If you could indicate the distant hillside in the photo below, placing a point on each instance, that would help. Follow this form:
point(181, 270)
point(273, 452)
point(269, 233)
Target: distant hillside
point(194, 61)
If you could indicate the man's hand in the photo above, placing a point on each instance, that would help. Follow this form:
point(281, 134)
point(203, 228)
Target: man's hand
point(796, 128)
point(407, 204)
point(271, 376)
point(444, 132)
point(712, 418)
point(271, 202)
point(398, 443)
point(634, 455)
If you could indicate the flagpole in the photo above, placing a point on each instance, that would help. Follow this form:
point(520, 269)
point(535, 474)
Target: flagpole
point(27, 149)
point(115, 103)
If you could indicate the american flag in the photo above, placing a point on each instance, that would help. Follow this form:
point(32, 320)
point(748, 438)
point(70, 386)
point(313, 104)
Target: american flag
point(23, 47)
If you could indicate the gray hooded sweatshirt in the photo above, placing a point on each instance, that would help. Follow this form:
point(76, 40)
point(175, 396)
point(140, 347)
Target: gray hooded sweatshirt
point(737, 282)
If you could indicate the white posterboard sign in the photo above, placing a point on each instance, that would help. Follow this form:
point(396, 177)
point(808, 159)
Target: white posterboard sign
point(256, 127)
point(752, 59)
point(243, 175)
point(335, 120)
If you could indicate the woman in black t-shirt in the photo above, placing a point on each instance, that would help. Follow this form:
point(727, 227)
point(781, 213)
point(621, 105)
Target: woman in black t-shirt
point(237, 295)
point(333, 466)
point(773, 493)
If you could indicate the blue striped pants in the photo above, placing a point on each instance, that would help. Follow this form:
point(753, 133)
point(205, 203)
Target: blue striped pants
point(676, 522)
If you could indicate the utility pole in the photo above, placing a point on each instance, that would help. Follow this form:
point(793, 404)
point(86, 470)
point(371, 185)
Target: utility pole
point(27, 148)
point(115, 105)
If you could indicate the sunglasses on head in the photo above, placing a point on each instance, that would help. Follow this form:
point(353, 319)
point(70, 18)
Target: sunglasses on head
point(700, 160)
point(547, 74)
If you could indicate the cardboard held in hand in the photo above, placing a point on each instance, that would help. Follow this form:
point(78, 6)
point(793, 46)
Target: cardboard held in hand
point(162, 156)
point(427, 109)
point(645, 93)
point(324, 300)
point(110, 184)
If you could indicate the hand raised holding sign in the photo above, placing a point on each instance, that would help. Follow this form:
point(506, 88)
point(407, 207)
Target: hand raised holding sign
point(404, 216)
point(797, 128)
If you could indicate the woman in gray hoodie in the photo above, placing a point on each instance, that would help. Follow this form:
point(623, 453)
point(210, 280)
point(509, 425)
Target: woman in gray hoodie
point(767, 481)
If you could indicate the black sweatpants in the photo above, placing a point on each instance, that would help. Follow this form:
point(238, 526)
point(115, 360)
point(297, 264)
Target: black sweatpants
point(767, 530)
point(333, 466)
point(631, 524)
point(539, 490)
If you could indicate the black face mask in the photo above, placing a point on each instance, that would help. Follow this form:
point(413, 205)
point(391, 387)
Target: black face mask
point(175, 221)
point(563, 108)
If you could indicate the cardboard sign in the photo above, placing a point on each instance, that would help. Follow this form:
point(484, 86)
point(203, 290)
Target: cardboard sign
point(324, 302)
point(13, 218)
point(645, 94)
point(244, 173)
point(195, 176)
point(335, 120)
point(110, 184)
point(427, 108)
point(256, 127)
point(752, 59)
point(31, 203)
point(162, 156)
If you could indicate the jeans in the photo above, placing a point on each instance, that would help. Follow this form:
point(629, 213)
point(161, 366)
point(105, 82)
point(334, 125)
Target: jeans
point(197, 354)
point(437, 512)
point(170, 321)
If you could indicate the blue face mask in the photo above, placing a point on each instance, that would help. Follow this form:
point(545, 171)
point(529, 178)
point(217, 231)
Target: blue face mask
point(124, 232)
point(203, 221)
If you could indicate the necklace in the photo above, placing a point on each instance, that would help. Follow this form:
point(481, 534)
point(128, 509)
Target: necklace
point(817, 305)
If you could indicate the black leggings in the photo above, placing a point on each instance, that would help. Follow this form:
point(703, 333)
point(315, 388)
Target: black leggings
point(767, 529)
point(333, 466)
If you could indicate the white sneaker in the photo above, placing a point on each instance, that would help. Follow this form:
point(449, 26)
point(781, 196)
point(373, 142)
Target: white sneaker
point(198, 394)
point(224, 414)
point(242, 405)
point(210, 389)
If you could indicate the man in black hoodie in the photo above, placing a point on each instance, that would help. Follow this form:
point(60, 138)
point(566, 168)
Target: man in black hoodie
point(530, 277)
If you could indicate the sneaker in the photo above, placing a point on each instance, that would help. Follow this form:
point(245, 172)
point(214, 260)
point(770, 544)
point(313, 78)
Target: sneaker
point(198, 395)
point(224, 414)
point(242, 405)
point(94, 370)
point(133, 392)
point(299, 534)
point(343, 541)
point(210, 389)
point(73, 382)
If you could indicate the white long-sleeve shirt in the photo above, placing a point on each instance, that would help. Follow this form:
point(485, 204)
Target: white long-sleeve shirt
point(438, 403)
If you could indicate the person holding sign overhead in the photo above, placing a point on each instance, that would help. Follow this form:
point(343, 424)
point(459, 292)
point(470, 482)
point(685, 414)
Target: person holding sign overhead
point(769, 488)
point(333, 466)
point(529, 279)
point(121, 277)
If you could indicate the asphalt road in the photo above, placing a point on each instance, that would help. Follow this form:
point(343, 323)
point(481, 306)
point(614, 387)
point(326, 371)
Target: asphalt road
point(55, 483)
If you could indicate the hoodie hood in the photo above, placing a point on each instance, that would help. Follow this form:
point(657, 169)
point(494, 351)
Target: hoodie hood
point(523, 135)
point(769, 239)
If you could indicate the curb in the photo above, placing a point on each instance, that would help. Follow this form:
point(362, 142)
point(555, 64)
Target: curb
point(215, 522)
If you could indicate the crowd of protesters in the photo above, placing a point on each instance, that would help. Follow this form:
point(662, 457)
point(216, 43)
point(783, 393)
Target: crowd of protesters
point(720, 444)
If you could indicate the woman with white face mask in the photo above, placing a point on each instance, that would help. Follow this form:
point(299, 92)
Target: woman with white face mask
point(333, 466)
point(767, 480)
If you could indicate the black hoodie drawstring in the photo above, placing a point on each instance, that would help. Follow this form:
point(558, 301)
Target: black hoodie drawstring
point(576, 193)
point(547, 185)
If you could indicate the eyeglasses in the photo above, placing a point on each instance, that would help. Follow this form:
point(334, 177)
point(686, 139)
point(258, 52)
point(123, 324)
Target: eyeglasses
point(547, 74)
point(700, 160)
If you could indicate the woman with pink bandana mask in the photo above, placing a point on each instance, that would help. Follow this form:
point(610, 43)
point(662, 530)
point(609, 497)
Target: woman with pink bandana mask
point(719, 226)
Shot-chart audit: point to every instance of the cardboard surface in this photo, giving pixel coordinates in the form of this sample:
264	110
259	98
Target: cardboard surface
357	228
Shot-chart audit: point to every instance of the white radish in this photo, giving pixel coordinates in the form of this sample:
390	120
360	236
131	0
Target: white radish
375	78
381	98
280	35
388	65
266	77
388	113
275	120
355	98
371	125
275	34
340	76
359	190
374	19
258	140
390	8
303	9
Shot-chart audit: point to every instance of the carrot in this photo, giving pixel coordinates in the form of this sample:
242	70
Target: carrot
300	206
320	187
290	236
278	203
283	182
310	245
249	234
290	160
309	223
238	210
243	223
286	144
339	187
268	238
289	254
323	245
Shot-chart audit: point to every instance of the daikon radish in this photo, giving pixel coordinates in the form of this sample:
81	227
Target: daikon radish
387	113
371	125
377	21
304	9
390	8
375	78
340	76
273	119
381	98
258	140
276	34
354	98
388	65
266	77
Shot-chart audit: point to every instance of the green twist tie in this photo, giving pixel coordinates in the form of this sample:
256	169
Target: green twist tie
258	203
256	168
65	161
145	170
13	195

::::::::

Only the lines from the beginning of the listing through the line containing "point(535, 474)" are wanted, each restated word for word.

** Answer to the problem **
If you could indicate the distant hillside in the photo below, placing a point on each instance, that would help. Follow this form:
point(181, 270)
point(273, 452)
point(269, 233)
Target: distant hillside
point(194, 61)
If you could indicate the man's hand in the photo above, placing a point on each instance, that would help. Follow this form:
point(281, 134)
point(203, 228)
Target: man's hand
point(796, 128)
point(407, 204)
point(271, 376)
point(444, 132)
point(712, 418)
point(271, 202)
point(398, 443)
point(634, 455)
If you could indicate the flagpole in the photo above, placing a point on each instance, that would help. Follow this form:
point(520, 269)
point(535, 474)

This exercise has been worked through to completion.